# INSTRUCTIONS FOR THE TASK
Rewrite the material below, changing every "reference point" to "single point" and keeping everything else the same.

Entries for pointing and labeling
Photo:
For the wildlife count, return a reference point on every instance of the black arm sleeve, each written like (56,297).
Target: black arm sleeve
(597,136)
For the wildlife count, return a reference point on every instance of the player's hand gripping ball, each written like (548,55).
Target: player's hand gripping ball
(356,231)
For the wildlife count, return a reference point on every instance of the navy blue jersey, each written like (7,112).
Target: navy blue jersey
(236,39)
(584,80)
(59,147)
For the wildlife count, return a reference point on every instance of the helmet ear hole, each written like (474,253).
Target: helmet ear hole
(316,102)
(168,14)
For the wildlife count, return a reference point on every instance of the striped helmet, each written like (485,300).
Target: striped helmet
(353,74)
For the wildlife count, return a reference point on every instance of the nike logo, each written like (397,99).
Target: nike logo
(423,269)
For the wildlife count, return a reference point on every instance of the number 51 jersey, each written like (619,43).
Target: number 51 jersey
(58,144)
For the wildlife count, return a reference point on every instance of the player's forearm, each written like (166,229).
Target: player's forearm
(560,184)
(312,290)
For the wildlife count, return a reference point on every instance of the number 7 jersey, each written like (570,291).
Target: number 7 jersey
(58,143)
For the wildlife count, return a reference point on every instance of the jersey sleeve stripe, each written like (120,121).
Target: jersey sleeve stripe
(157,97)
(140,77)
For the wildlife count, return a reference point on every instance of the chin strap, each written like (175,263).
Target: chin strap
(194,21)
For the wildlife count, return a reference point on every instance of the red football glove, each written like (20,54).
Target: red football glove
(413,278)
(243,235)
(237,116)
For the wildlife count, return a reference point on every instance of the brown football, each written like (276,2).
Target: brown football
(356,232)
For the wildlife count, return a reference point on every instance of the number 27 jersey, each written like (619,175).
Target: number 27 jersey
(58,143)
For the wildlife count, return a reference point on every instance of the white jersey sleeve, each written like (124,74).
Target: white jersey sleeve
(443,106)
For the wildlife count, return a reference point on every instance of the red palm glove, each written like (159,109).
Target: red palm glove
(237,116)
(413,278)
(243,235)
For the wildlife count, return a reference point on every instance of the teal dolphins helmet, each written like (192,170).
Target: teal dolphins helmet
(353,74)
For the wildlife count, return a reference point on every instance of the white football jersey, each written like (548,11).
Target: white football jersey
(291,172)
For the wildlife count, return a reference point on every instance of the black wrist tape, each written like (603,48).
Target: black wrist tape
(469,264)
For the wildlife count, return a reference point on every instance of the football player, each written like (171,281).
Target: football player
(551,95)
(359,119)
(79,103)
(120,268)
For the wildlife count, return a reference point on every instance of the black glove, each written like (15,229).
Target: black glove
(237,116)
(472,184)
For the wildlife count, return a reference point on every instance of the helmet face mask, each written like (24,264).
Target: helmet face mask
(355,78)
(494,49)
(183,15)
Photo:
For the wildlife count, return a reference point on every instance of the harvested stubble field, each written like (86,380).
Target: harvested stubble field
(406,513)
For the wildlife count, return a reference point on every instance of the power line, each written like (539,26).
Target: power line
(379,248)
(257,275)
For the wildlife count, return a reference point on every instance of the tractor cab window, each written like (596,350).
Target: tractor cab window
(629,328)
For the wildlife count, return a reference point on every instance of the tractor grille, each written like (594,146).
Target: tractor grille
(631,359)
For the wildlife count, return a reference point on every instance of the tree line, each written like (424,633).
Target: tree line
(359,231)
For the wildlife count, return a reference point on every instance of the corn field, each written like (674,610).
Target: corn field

# FULL SOLUTION
Photo:
For the wildlife count, return a single point on every instance of the black arm sleeve, each written like (56,297).
Target: black arm sleeve
(597,136)
For the wildlife count, return a single point on every instance of the player's hand gripping ball, each written like (548,55).
Target: player's hand gripping ball
(356,231)
For the wildlife count, return a single point on every instance of the navy blue jersey, each written like (7,112).
Target: navy blue jersey
(236,39)
(584,80)
(59,147)
For the wildlife count, return a single point on every instance of the helmet ear hole, each written like (474,253).
Target: helmet ear hole
(316,102)
(168,14)
For the wildlife count, return a single point on every instance of the striped helmet, each written like (485,300).
Target: striped helmet
(353,74)
For the wildlife count, return a single point on every instance of the nike logo, each written like (397,99).
Target: nike logo
(423,269)
For the wildlife count, return a single point on every instance of the number 51 jersey, each written like (619,43).
Target: number 51 jersey
(58,144)
For the wildlife count, return a single point on every instance of the player's forearm, each written like (166,229).
Target: player's forearm
(560,184)
(312,290)
For the wildlife count, return a single point on every instance of the number 7 jersey, each written like (570,291).
Target: number 7 jersey
(58,143)
For the wildlife count, return a single point on every instance of the jersey sleeve stripe, each written like (120,121).
Target: jersey sleeve stripe
(157,97)
(140,77)
For the wildlife count, return a single point on every instance of the chin strap, each written like (175,263).
Target: chin strap
(194,21)
For the wildlife count, return a single point on every instance of the red football glove, each written like (20,54).
Target: red football glove
(413,278)
(243,235)
(237,116)
For the wildlife count, return a single point on every instance of the brown football, each written like (276,2).
Target: brown football
(356,232)
For the wildlife count, return a single point on every instance of the number 27 jersey, each written like (619,175).
Target: number 27 jersey
(58,143)
For the wildlife count, return a single point on every instance of the white jersey sleeve, each written like (124,74).
Target: white jersey sleeve
(443,106)
For the wildlife count, return a single point on every instance of the red palm glove, each written like (159,109).
Target: red palm glove
(237,116)
(413,278)
(243,235)
For the wildlife count, return a single point on every instance of the teal dolphins helmet, each written like (192,170).
Target: teal dolphins helmet
(353,74)
For the wildlife count, return a single point on every instance of the white football jersey, each written like (548,11).
Target: white football jersey
(291,172)
For the wildlife count, return a single point on every instance of the black wrist tape, each written like (603,48).
Target: black wrist tape
(469,264)
For the wildlife count, return a single point on every instance of the football player, each written like (171,281).
Target: football player
(551,95)
(359,119)
(79,103)
(120,268)
For the wildlife count, return a single point on every instance of the black glove, each written like (15,229).
Target: black glove
(237,116)
(472,184)
For the wildlife count, return a single point on every instance of the helmet face mask, each written like (24,264).
Target: helmet face mask
(355,78)
(494,49)
(183,15)
Photo:
For the wildlife count, return a single point on every instance of the harvested stubble field, each written like (86,380).
Target: harvested stubble field
(406,513)
For the wildlife count, return a single point on every instance of the power line, each written like (539,26).
Target: power line
(379,248)
(257,275)
For the wildlife count, return a single point on every instance of the tractor cab window, each written like (596,350).
Target: tractor cab window
(629,328)
For the wildlife count, return a single point on every instance of the tractor grille, each written like (594,146).
Target: tractor grille
(631,359)
For the wildlife count, return a single point on every instance of the tree line, each written like (424,633).
Target: tree line
(359,231)
For the wildlife count, return a single point on every instance of the corn field, each written like (674,610).
Target: corn field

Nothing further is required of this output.